--- start of LISTING ---

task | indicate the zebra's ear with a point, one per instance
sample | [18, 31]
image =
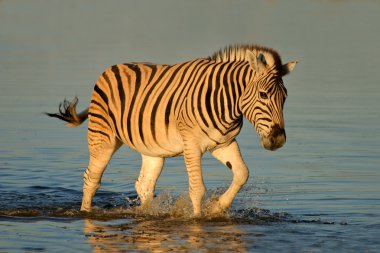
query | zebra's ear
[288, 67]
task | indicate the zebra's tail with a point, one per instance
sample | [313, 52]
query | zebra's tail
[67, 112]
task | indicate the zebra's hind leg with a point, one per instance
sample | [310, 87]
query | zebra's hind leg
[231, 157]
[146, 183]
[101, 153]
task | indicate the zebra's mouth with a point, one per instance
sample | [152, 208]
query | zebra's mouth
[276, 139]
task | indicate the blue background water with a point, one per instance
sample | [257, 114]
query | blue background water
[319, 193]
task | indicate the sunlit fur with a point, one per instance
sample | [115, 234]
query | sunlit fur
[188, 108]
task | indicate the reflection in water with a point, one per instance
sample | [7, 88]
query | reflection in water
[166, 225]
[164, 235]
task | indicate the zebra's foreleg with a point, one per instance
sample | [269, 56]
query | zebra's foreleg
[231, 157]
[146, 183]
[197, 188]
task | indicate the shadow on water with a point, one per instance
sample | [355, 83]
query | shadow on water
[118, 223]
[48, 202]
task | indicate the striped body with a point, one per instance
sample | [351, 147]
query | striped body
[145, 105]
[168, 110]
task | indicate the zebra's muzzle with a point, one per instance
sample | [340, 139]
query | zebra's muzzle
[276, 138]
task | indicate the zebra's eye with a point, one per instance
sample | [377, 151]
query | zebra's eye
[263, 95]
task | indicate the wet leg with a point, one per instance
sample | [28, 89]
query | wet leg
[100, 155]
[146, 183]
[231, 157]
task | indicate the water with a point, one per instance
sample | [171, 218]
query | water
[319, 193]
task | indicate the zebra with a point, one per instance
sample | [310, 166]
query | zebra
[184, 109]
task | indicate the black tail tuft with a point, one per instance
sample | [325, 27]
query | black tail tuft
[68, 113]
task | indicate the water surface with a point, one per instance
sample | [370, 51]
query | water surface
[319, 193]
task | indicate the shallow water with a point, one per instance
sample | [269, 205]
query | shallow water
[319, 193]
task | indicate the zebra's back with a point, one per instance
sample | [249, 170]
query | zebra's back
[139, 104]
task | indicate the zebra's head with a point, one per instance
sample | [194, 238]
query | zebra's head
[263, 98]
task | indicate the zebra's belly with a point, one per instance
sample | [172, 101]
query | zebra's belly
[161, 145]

--- end of LISTING ---
--- start of LISTING ---

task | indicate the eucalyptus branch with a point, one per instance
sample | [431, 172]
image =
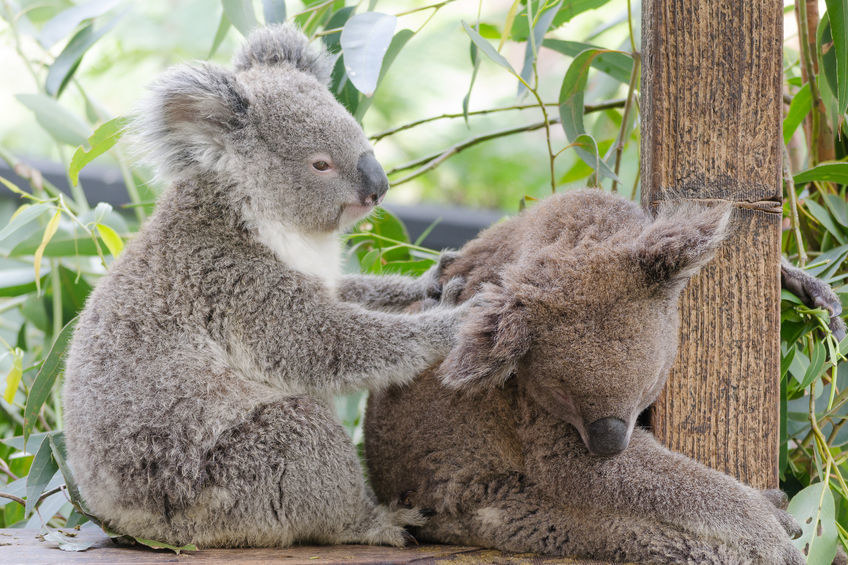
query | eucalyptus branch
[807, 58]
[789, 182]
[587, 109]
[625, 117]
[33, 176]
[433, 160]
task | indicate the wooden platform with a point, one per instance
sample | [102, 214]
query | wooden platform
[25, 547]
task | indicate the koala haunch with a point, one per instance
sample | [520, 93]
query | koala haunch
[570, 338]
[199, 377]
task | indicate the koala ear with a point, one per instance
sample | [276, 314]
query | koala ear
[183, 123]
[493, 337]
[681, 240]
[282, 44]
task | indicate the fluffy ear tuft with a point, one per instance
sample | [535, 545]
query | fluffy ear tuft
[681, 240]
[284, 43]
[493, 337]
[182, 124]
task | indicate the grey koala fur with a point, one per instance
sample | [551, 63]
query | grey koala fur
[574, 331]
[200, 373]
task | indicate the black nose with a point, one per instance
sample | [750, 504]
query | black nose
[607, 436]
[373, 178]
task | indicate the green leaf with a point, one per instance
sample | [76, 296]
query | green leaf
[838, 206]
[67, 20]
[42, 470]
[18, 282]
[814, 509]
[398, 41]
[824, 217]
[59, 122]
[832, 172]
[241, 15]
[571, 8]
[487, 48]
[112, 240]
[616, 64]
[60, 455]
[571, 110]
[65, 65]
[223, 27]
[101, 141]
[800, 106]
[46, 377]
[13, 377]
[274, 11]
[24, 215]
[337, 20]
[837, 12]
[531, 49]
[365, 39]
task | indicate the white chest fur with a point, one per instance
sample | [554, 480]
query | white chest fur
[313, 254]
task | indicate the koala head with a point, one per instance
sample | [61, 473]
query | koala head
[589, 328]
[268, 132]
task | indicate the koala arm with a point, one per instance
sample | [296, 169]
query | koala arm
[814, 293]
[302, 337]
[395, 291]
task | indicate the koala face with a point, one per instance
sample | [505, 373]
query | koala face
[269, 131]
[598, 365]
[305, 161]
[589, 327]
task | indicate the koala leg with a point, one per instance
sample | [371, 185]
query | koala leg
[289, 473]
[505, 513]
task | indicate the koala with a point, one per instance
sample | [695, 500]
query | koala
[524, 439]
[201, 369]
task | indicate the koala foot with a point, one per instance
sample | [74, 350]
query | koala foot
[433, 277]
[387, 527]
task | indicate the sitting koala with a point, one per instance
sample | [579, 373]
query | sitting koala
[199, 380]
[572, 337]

--- end of LISTING ---

> **PROMPT**
Report the number of lines in the records that contain the word "haunch", giving only the number.

> **EXPECTED ANSWER**
2